**Task objective:** List every Sister named in the news article below about three new Sisters.

Segment Start: Page excerpt

Three new Sisters:
Recruits join
Huntington community

Missionary Sister of St. Benedict Mary Catherine Katrus (left) bows her head in prayer after she received her black veil and crucifix in honor of her first profession of vows. Sister Mary Bernadette Thompson (right) waits in prayer for her turn. (TLIC photo by Lena Pennino)

By Lena Pennino

Smithtown — As the church music swelled, the guests looked down the long aisle of St. Patrick’s Church, Smithtown, in search of the bride-to-be with her white veil. They saw three of them, hands pressed together in prayer, ready to vow their eternal love to their bridegroom.
“What kind of feeling can you have being espoused to the one who is love?” said one, Sister Pia Wojtak, 28.

Segment End: Page excerpt
Segment Start: Extracted entries

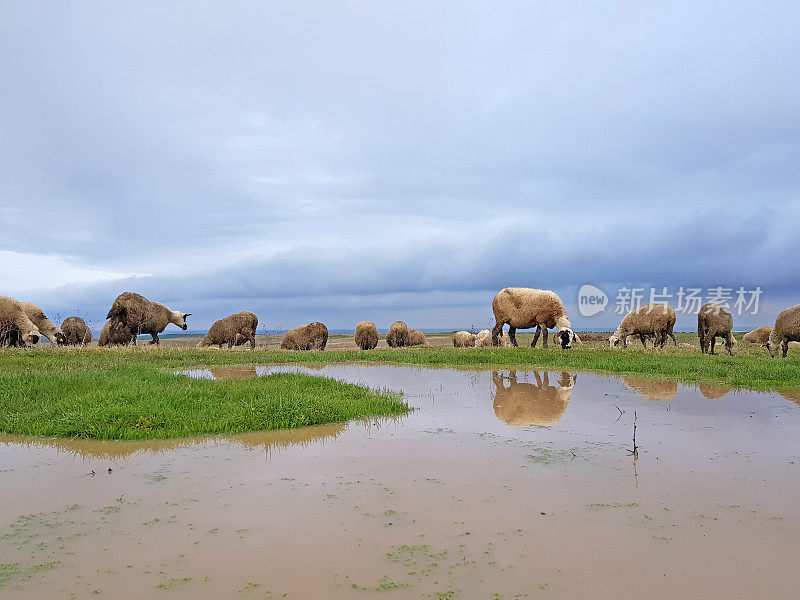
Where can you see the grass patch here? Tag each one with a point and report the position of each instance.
(135, 395)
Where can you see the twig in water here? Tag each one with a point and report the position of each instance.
(635, 451)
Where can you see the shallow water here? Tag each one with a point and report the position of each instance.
(501, 485)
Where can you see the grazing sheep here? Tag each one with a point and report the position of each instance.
(523, 308)
(416, 338)
(464, 339)
(397, 336)
(312, 336)
(76, 331)
(759, 335)
(787, 329)
(43, 324)
(366, 335)
(116, 333)
(144, 316)
(714, 321)
(528, 404)
(233, 330)
(484, 339)
(16, 328)
(649, 320)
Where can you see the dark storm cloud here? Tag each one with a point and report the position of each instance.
(360, 156)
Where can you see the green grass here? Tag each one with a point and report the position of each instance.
(134, 394)
(130, 395)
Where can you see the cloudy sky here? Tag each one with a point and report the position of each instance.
(340, 161)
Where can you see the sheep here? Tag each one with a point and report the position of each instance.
(366, 335)
(464, 339)
(523, 308)
(786, 329)
(759, 335)
(76, 331)
(539, 404)
(116, 333)
(416, 338)
(397, 336)
(233, 330)
(714, 321)
(649, 320)
(16, 328)
(43, 324)
(144, 316)
(312, 336)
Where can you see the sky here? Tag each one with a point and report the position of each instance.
(341, 161)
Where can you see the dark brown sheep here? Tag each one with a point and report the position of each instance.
(116, 333)
(312, 336)
(397, 336)
(416, 338)
(233, 330)
(76, 331)
(714, 321)
(143, 316)
(366, 335)
(787, 329)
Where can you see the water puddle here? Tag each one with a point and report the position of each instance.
(503, 484)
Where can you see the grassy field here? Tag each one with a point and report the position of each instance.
(133, 393)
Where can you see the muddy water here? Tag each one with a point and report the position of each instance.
(501, 485)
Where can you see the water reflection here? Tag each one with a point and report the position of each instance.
(113, 449)
(523, 403)
(713, 391)
(653, 388)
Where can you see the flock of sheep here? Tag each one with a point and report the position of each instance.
(131, 314)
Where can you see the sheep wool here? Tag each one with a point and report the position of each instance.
(366, 335)
(143, 316)
(233, 330)
(312, 336)
(76, 331)
(524, 308)
(714, 321)
(786, 329)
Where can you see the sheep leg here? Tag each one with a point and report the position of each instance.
(496, 332)
(512, 335)
(536, 336)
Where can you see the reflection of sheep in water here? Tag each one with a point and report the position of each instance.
(464, 339)
(233, 372)
(656, 320)
(652, 388)
(484, 339)
(524, 308)
(115, 333)
(529, 404)
(143, 316)
(366, 335)
(312, 336)
(713, 391)
(758, 336)
(416, 338)
(235, 329)
(397, 336)
(43, 324)
(787, 329)
(76, 331)
(714, 321)
(16, 329)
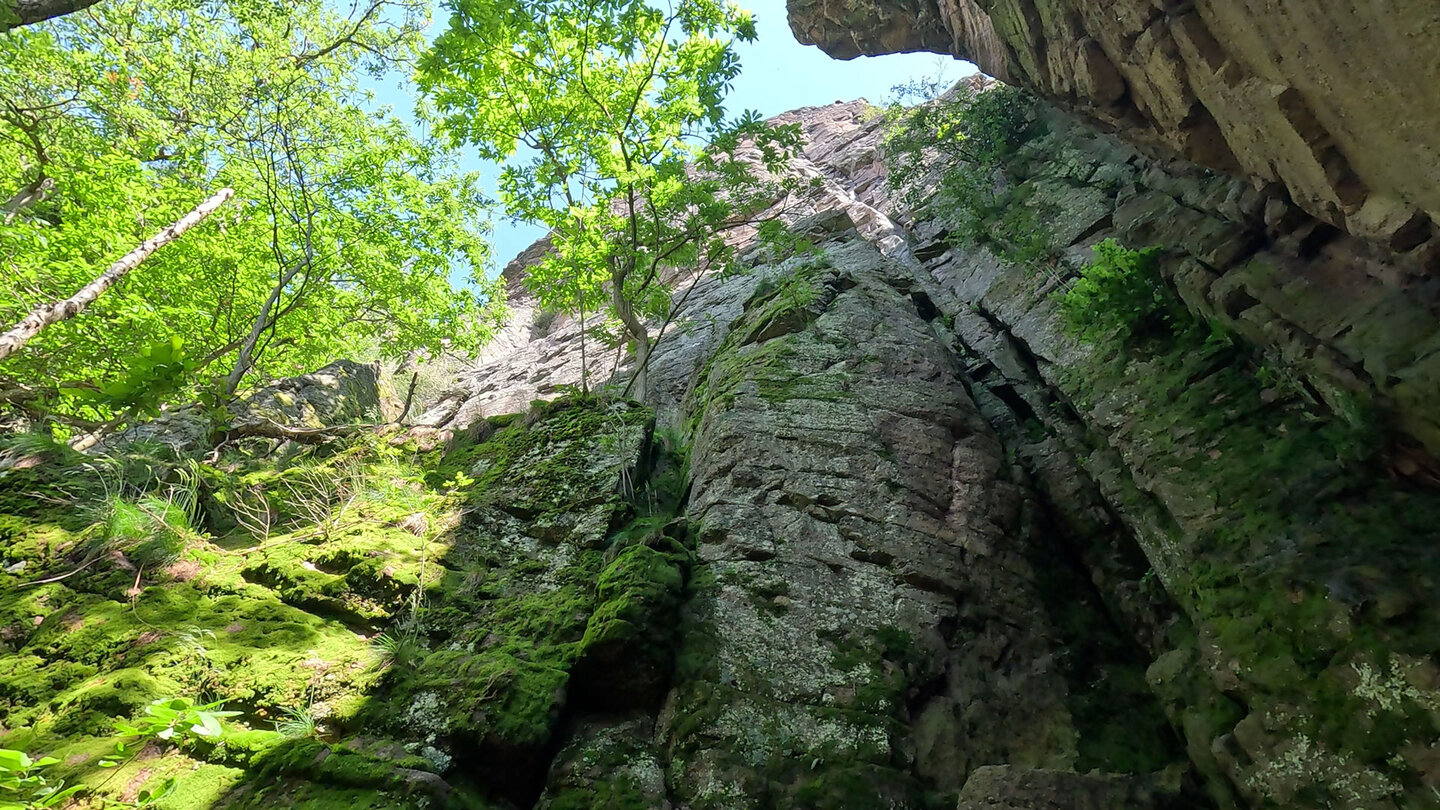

Segment End: Extracted entries

**Task solution:** Sister Mary Catherine Katrus, Sister Mary Bernadette Thompson, Sister Pia Wojtak